Saved data entries:

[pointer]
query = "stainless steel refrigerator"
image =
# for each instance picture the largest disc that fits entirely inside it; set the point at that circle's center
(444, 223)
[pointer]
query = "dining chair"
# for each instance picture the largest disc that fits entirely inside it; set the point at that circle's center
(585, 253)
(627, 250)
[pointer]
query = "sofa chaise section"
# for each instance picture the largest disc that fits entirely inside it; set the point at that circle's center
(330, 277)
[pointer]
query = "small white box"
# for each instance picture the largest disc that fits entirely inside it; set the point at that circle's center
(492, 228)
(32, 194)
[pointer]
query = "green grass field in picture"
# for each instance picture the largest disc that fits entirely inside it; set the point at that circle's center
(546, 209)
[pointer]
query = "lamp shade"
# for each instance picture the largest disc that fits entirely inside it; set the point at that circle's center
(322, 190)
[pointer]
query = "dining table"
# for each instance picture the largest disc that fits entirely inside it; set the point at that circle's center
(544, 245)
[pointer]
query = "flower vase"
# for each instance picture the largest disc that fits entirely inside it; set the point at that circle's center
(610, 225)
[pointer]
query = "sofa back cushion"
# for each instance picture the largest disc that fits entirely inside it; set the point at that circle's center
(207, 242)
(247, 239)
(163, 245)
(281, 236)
==
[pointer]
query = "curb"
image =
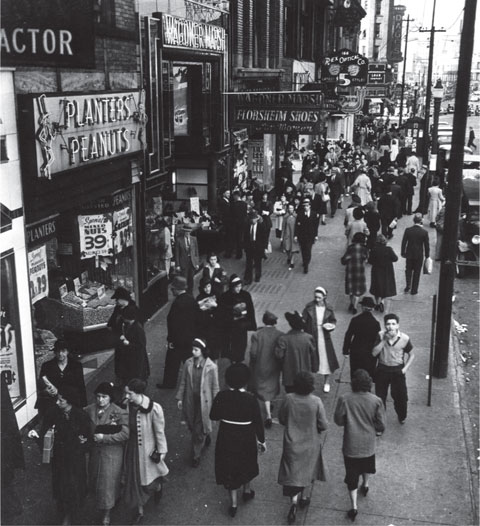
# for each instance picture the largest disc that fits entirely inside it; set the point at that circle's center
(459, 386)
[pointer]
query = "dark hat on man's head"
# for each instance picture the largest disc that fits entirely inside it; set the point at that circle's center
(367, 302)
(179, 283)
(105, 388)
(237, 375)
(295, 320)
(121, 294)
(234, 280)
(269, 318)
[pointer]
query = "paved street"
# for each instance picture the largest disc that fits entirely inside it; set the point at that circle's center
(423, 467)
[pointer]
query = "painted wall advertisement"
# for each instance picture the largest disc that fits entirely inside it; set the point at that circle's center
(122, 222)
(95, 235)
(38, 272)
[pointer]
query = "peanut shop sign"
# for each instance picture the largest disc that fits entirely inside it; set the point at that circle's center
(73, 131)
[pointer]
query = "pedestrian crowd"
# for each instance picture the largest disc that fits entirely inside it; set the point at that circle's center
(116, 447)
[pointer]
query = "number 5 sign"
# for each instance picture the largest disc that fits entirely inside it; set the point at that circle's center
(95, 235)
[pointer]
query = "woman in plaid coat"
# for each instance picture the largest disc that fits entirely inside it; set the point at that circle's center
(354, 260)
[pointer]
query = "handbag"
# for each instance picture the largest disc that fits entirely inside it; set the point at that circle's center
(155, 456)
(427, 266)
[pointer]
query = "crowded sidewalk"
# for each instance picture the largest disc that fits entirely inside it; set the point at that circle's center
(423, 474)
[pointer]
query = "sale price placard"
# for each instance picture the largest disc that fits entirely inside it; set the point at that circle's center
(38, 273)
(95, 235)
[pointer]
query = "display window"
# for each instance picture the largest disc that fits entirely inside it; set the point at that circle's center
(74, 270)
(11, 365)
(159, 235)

What is expected: Among the lines of the data above, find those with the word "sofa" and show them.

Exercise output:
query = "sofa chaise section"
query = "sofa back cushion"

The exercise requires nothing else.